### Collected data entries
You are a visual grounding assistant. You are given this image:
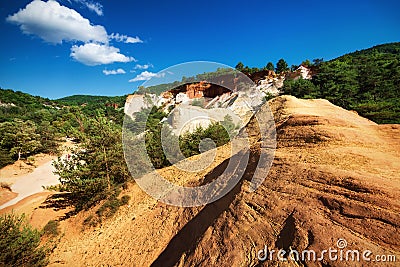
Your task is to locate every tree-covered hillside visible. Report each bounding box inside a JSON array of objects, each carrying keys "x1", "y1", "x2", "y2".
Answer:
[
  {"x1": 283, "y1": 43, "x2": 400, "y2": 123},
  {"x1": 0, "y1": 89, "x2": 125, "y2": 167}
]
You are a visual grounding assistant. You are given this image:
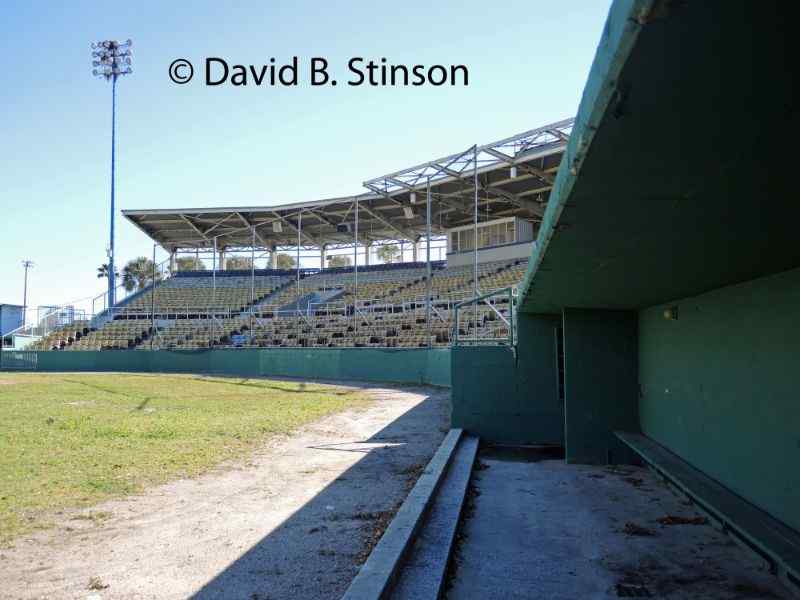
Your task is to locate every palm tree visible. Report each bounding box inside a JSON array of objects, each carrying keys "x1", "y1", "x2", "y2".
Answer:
[
  {"x1": 97, "y1": 263, "x2": 119, "y2": 279},
  {"x1": 122, "y1": 256, "x2": 161, "y2": 291}
]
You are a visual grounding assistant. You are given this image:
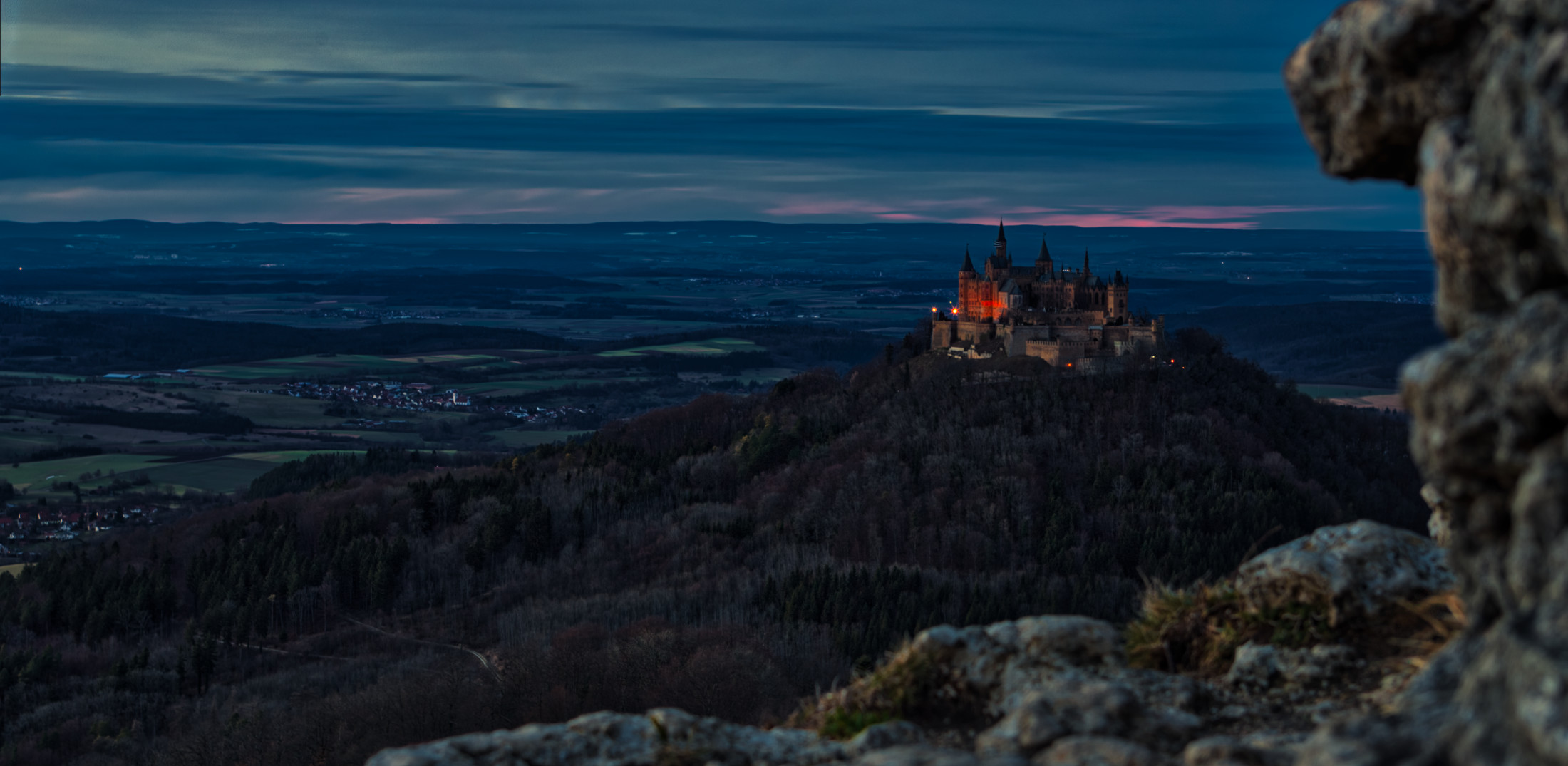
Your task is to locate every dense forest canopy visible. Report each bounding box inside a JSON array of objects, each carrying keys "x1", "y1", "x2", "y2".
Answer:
[{"x1": 0, "y1": 329, "x2": 1425, "y2": 763}]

### Written exercise
Select every line of the records above that contains the word "Your", and copy those lines. Case counts.

### Answer to this exercise
Your task is to locate every tree-covered hillside visible. Report each bounding box inside a JSON array of objects, each carrying keys "x1", "y1", "x2", "y2".
Your task is to locate every palm tree visible. Report each bounding box inside a JSON array of objects, each carrying keys "x1", "y1", "x2", "y2".
Your task is to locate every dense forest canopy visible. Report each bounding box inside a JSON array of objects, each carrying keys "x1", "y1", "x2", "y2".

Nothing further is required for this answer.